■ GOAL:
Restate the entries below verbatim.
◆ ◆ ◆ ◆ ◆
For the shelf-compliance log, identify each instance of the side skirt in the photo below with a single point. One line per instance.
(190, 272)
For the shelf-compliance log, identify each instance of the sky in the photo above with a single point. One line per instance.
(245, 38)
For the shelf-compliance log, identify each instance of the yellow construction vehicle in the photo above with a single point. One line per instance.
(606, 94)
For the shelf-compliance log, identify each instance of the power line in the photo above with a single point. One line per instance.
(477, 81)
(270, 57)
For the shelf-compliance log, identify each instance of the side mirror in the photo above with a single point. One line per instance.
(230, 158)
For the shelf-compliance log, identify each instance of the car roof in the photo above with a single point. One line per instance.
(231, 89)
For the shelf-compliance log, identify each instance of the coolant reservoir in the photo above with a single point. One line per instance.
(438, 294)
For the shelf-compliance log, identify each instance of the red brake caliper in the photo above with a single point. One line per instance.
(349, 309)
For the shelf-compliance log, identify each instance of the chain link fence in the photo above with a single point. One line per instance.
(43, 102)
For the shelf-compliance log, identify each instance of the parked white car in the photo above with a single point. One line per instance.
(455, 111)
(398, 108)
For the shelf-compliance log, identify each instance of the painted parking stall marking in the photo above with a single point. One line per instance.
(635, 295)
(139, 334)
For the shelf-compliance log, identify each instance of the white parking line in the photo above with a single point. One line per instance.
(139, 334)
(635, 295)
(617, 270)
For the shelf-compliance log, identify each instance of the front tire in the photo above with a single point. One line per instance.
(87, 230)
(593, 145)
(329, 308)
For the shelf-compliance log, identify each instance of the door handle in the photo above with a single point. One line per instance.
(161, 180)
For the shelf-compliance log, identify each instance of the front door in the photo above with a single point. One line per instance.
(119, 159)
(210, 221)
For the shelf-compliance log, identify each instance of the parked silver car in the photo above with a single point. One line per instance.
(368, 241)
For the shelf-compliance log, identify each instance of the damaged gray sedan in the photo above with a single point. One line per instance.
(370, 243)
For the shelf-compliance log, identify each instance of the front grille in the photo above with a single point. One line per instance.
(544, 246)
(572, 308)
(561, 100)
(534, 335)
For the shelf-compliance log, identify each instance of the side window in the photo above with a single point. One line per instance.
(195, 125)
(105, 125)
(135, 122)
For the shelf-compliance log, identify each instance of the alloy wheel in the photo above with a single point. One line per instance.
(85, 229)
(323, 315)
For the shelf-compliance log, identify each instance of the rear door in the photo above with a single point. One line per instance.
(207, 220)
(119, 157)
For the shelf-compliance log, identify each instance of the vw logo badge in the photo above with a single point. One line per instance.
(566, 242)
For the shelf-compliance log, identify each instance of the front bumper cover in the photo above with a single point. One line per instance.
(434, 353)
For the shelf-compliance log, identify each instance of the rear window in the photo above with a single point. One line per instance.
◆ ◆ ◆ ◆ ◆
■ RESULT OF THIS EXERCISE:
For the shelf-compliance log, identify each instance of the side skirt in the photo below with a single point. One line per instance.
(190, 272)
For the shelf-compliance log, identify each instance of the sky in the photo above with a single point. One line per instance.
(245, 38)
For the shelf-compliance log, identify each instance of the yellow construction vehicle in the photo above with a single point. One line per instance.
(606, 94)
For the shelf-compliance log, identify each instance of the power line in the photo above with a single point. One line per instance.
(477, 81)
(270, 57)
For the shelf-compliance log, identify each instance of the side mirror in the photo above with a single point. One line per instance.
(230, 158)
For the shelf-compliance log, identify each instance of the car roof in the photo above with a single point. One line per instance.
(231, 89)
For the shelf-compliance log, identify each instance of the coolant reservoir in the photo above with a single point. One line per instance.
(438, 294)
For the shelf-compliance log, identify each instance of the red brake caliper in the photo above with a single point. One line per instance.
(349, 309)
For the shelf-compliance log, identify each instance of the chain link fence in the photo above with a single point. One line per instance.
(43, 102)
For the shelf-compliance log, identify each instance of the parked white car in the photo above with a single point. One line per instance.
(455, 111)
(398, 108)
For the shelf-compliance log, identify each instance of the painted parking stall marking in the photo above with a single point. One line per instance.
(635, 295)
(139, 334)
For the shelf-compliance log, identify each instance of the white parking line in the photo above with a single point. One line per instance.
(139, 334)
(635, 295)
(617, 270)
For the shelf-compliance log, identify each instance of the front tire in the photo above with a single point. One line per instance.
(87, 230)
(593, 145)
(329, 308)
For the shelf-compliance log, identify each instance of the door handle in the photo above with a single point. One line per instance.
(161, 180)
For the shelf-compliance log, identify each instance of the front door in the photo above with a single point. One line per instance.
(119, 159)
(210, 221)
For the shelf-compliance log, identify each instance of the parked silver car in the photo above with a single point. One line per instance.
(368, 241)
For the shelf-compliance log, identify each instance of the damaged gray sedan in the photo above with a single point. One line per instance.
(370, 243)
For the shelf-compliance log, identify each instance of the front grille in the photo above with a single point. One line per instance.
(544, 246)
(572, 308)
(561, 100)
(534, 335)
For the shelf-compliance log, identify each instance of the side window in the photo above with a single point. One line per instance.
(195, 125)
(105, 125)
(135, 122)
For the shelf-compliance log, identify each instance of the alloy wheel in the photo above with a single point. One line per instance.
(85, 229)
(323, 315)
For the shelf-compliance log, identify each instance of the rear door in the photo above with a single point. One line per instance.
(207, 220)
(119, 157)
For the shelf-compliance log, identify each instance of the vw logo badge in the photo above with a single point. One line per instance.
(566, 242)
For the shelf-compliance log, identify each instance of the front bumper cover in the photo above with a single point. One line per instance.
(434, 353)
For the shelf-compliance log, identify each instance of the rear window in the photo above with a single point. One line per instance.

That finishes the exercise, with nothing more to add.